=== BRANO DA LEGGERE ===

Ci sono alcune figure familiari della critica d’arte che reputiamo immortali, quasi sovrastoriche o sovratemporali: forse perché sempre presenti nei nostri studi o perché individuate, in un’idea comune a tutti, come guide nel campo largo della riflessione. Germano Celant, scomparso nel giorno del suo compleanno (era nato a Genova il 29 aprile 1940), è stato e resterà per molti una di queste: e bisogna ammettere che sarà difficile riaprire un suo libro, un catalogo di una mostra o quello generale di un artista da lui curato, senza pensare, con un po’ di dispiacere, che il suo autore – così brillante e vivace – non sia più tra di noi.
Da giovane giornalista, quando ancora si occupava di arte e letteratura e teatro sulle pagine del quotidiano «Il Lavoro» e quando era nella segreteria di redazione del «Marcatrè. Notiziario di cultura contemporanea» fondato da Eugenio Battisti nel 1963 (stesso anno in cui proprio con Battisti si è laureato), Celant aveva già mostrato una spiccata versatilità e una particolare attitudine di entrare in sintonia con gli artisti del momento: inclinazione che lo spingerà a inoltrarsi ben presto nel campo della critica d’arte dove, davvero precocissimo, ha elaborato un prezioso programma operativo, dando vita a uno dei principali movimenti artistici del secondo Novecento.
A soli 27 anni, nel 1967, a Genova, sua città natale, con la mostra “Arte povera e IM spazio” organizzata alla Galleria La Bertesca dal 27 settembre al 20 ottobre, aveva equipaggiato di nome e di identità la sua visione critica (la sua arte povera è, a mio avviso, ripresa e analisi logica degli assunti antirinascimentali messi in campo da Battisti) che, dopo una serie di esposizioni (antesignana fu però “Fuoco, Immagine, Acqua ,Terra” alla galleria l’Attico di Fabio Sargentini a Roma, nel giugno 1967) viene internazionalizzata con la terza rassegna di Amalfi: “Arte povera più azioni povere”.

=== CONTENUTO DEL DATASET ===

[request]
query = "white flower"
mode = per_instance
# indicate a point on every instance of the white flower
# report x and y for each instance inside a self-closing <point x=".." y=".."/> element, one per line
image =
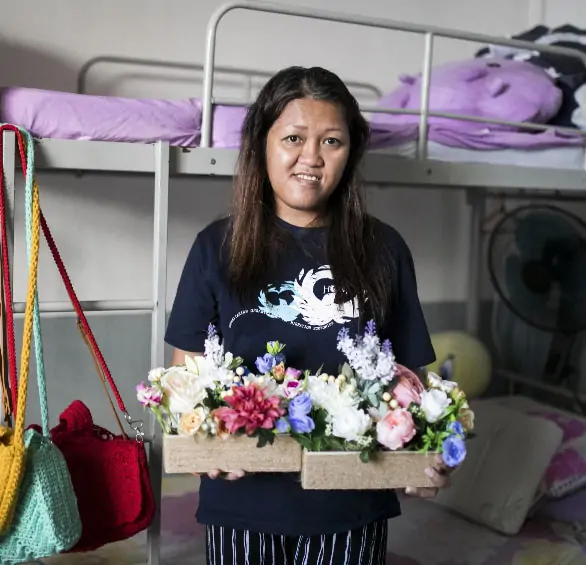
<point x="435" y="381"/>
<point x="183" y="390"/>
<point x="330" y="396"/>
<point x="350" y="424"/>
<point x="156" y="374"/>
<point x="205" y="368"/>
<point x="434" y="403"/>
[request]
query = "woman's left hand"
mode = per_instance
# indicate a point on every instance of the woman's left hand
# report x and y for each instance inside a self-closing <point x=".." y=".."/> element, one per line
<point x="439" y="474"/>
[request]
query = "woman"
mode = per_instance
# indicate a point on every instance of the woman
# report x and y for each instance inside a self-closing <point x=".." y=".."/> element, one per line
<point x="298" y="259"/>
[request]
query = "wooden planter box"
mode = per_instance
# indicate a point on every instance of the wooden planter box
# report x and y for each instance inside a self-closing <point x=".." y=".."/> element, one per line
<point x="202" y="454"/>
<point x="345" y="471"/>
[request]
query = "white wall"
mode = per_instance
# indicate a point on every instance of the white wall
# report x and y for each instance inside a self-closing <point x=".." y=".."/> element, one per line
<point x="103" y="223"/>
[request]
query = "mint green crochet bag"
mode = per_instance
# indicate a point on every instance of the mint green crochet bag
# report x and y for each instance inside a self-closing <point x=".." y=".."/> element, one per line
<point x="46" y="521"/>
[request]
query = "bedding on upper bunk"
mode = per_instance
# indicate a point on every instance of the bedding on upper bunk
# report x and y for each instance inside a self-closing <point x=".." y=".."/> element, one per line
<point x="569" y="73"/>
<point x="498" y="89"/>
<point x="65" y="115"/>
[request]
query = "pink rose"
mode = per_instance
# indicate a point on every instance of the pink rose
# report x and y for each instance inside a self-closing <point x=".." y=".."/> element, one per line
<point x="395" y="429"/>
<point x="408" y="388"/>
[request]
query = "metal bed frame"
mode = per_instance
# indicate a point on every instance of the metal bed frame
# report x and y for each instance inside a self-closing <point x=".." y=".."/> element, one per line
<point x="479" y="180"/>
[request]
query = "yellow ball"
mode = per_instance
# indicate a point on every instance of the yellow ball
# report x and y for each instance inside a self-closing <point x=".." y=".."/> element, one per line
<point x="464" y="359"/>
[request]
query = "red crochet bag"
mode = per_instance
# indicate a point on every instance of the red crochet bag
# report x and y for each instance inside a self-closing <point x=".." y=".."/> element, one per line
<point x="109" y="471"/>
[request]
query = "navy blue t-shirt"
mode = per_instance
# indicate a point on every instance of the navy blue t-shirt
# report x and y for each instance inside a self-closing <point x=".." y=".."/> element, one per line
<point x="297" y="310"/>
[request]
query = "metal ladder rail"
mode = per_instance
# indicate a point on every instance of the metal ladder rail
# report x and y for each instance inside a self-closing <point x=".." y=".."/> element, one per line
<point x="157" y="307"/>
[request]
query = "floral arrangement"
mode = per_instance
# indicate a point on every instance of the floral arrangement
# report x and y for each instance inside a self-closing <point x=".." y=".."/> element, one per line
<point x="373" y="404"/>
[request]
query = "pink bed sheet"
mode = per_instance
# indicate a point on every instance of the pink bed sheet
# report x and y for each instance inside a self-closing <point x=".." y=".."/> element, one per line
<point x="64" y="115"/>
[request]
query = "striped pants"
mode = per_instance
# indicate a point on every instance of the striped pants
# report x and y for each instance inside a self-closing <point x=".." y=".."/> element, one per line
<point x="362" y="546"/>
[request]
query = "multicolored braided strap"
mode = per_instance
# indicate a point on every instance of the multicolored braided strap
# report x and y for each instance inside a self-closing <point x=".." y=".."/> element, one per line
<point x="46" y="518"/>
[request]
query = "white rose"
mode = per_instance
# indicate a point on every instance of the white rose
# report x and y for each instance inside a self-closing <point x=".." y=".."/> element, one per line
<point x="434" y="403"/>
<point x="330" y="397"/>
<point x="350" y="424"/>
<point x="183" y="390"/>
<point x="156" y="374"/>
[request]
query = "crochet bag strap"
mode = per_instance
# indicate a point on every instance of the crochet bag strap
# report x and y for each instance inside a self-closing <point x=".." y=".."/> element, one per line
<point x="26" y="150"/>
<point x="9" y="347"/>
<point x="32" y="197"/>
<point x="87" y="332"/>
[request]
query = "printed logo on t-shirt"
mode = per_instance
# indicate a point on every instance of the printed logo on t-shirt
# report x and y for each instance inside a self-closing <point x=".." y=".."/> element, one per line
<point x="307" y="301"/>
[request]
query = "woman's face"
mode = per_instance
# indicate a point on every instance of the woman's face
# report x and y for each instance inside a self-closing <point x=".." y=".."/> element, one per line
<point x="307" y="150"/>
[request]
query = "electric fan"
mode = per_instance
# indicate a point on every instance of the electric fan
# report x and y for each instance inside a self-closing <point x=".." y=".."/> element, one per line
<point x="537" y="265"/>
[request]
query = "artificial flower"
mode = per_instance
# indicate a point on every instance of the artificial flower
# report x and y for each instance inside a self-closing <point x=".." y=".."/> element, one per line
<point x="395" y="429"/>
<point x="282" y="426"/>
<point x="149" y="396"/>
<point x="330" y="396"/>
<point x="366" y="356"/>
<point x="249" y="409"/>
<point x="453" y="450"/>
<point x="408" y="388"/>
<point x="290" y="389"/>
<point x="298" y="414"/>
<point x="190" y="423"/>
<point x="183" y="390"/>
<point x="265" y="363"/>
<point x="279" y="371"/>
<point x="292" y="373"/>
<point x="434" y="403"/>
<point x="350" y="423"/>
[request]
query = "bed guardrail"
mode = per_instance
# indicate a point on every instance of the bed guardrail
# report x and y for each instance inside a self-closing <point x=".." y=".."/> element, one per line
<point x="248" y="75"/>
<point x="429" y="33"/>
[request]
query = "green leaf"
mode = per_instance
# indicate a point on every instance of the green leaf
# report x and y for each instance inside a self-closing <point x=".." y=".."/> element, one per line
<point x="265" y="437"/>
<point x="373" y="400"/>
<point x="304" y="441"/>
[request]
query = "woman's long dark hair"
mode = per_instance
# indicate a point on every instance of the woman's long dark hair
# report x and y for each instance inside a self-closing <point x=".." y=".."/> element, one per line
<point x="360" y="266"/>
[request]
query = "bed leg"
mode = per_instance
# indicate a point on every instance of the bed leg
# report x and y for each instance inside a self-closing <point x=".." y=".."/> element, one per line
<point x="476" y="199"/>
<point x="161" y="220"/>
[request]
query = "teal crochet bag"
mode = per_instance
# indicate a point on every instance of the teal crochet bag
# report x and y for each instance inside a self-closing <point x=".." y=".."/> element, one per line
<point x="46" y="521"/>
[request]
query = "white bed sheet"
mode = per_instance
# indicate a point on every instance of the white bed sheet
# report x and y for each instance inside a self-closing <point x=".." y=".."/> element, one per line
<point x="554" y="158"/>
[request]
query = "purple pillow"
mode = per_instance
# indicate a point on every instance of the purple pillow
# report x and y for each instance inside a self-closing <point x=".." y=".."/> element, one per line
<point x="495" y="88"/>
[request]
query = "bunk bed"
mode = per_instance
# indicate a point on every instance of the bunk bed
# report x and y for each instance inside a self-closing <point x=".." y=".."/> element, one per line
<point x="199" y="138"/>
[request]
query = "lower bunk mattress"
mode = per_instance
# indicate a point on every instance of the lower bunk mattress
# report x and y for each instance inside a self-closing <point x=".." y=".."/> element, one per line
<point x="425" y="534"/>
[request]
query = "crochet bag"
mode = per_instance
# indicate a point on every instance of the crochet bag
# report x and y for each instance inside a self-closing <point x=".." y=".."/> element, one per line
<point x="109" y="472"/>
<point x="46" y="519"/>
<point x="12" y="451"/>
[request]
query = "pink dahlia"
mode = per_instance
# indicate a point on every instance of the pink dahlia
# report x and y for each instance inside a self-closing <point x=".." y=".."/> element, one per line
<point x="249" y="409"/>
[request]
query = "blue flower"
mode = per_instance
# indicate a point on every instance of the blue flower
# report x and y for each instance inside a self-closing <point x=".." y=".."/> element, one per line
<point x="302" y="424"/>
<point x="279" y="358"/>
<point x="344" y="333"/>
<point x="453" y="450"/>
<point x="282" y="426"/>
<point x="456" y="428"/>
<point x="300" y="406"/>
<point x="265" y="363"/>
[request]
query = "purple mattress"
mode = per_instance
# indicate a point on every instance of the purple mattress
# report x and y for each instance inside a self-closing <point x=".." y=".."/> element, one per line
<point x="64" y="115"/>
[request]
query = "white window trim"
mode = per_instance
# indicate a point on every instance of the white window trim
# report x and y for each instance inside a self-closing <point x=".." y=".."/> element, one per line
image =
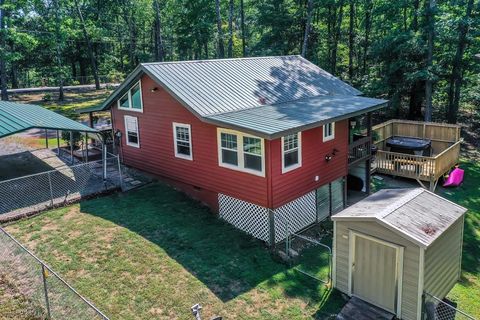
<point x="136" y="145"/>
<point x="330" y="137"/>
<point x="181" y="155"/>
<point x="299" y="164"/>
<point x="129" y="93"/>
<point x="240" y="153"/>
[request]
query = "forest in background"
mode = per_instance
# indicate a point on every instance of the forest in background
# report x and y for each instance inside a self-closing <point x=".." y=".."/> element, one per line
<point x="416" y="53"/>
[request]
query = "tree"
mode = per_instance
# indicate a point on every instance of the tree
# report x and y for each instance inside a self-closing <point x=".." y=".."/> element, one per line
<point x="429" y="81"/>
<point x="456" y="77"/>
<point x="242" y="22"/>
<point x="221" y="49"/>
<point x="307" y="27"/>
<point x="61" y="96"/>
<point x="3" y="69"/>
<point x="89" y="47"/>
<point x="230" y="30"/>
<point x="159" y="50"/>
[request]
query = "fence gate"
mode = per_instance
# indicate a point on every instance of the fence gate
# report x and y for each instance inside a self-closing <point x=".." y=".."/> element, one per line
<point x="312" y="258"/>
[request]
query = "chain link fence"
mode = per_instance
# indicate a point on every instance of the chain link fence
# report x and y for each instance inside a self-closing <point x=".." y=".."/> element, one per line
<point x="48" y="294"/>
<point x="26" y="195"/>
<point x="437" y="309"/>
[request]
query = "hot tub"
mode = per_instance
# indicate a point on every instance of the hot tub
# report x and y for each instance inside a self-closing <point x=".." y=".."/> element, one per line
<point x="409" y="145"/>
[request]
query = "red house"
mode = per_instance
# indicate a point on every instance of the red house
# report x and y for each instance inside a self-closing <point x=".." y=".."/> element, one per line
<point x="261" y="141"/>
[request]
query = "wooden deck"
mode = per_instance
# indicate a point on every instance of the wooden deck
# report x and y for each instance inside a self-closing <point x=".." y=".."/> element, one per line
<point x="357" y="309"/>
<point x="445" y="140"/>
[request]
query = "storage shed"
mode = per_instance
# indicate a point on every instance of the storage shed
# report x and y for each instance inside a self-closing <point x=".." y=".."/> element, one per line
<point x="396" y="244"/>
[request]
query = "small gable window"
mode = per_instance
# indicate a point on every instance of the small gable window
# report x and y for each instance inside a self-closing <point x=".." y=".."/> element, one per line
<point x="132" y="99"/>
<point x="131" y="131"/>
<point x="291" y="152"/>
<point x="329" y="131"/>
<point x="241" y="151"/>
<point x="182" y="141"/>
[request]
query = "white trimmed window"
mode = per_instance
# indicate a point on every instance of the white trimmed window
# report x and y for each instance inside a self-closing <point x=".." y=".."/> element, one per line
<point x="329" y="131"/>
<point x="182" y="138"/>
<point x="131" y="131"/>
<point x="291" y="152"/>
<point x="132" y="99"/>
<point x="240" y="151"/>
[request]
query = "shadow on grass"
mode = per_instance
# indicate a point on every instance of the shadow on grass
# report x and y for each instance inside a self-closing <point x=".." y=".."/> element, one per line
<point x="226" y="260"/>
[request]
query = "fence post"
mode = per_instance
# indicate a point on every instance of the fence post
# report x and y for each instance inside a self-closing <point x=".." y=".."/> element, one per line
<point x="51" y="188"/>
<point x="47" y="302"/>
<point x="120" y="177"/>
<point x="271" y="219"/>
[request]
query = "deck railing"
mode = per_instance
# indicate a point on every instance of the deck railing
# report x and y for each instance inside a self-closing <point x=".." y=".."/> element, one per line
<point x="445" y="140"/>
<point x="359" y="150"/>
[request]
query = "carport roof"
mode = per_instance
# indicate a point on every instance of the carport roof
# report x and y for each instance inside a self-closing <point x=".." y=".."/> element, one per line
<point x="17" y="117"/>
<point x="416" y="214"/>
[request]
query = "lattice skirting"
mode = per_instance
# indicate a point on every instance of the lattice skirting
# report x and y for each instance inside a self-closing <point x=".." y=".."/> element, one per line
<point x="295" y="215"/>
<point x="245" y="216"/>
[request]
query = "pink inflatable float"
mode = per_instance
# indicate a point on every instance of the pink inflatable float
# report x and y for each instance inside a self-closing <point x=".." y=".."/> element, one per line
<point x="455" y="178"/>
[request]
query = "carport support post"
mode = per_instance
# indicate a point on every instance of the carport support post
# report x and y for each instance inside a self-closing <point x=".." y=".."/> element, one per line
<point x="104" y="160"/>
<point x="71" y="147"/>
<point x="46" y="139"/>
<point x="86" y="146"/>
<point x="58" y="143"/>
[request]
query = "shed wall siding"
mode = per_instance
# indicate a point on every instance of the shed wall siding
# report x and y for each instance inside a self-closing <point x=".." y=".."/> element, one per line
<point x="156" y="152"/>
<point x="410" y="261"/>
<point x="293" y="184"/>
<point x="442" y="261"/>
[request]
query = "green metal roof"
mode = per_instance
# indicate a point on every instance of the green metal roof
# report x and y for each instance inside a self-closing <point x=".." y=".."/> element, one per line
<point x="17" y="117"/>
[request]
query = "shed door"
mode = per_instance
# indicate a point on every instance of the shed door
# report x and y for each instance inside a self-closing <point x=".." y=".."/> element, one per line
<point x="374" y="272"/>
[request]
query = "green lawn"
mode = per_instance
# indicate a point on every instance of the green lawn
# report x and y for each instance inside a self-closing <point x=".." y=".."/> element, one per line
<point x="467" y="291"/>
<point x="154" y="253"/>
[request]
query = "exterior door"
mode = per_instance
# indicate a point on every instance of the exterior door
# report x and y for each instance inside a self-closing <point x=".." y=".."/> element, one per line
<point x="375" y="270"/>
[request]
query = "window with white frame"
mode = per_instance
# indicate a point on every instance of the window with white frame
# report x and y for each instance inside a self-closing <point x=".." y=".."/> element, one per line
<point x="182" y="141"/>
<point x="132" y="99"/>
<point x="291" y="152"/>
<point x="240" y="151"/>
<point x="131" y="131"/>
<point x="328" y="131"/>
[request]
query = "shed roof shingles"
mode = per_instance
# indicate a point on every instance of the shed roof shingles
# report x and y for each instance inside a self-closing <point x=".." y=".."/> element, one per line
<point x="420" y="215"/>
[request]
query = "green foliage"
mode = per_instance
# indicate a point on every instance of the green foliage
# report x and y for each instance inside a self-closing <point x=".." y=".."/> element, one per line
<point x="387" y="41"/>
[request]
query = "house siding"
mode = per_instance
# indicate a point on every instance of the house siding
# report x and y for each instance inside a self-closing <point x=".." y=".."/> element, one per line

===

ESERCIZI DA SVOLGERE.
A: Secondo il brano su Germano Celant, in quale città e in quale galleria si tenne nel 1967 la mostra "Arte povera e IM spazio"?
B: Per favore, prosegui il brano su Germano Celant a partire dall'ultima frase riportata.

RACCOLTA DELLE RISPOSTE.
A: A Genova, alla Galleria La Bertesca.

B:
Intellettuale legato ad un circuito che elogia la «fusione e la confusione delle arti», ideatore appunto dell’Arte Povera, di una complicità generazionale («avevamo un’idea ottocentesca, romantica, dell’arte e della qualità, applicate al design o alla moda»), di una dimensione fluida e mobile della creatività che intreccia l’arte ai brani irrequieti e fragili della vita, Celant ha proposto, sin dalle sue prime imprese critiche, un decentramento costruttivo, uno spostamento assorbente che porta a una visione integrale delle arti, a una comunicazione e a una interconnessione (una «molteplicità di innesti», ha suggerito lui stesso nel suo Artmix. Flussi tra arte, architettura, cinema, design, moda, musica e televisione del 2008) che investiga via via tutte le varie declinazioni della cultura visiva. Dall’introvabile volume OFFMEDIA. Nuove tecniche artistiche: video, disco, libro (edito da Dedalo di Bari in occasione della mostra “OffMedia 1” del 1977 – da quest’anno c’è anche l’America, ma l’America e il sistema Guggenheim, lo sappiamo, sono un’altra cosa) al progetto “VERTIGO. Il secolo di arte off-media dal Futurismo al web”, l’esposizione inaugurata il 5 maggio 2007 (e visitabile fino al 3 novembre) al Museo d’Arte Moderna di Bologna, Celant ci ha insegnato, e non come professore universitario ma come storico e come critico militante, che il Novecento è uno sconfinato sconfinamento di tecniche e di stili, nel campo delle arti come in quello della comunicazione e dei mass-media.
Negli ultimi tempi l’«operare caldo con gli artisti» legato agli anni Sessanta e Settanta e Ottanta del Novecento, aveva lasciato il posto «all’esporre freddo con gli architetti», a una visione della mostra intesa come congegno riflessivo, come luogo in cui la storia è possibile guardarla negli occhi, come ambiente nel quale rifare, riorganizzare, riproporre alcuni eventi degni di nota e alcune importanti vicende artistiche del passato recente.
Forse la più grande lezione che Celant lascia oggi a quanti del mondo dell’arte lo hanno visto come un maestro da seguire, è proprio questa doppia linea: una visione democratica delle arti, uno spazio egualitario dove ogni singolo linguaggio è parte di quell’ampio ingranaggio di interessi umani e un discorso storico critico dell’arte che trova nell’esposizione il dispositivo privilegiato attorno al quale ragionare e nel quale porre fiducia per ripensare il campo della didattica, dell’educazione.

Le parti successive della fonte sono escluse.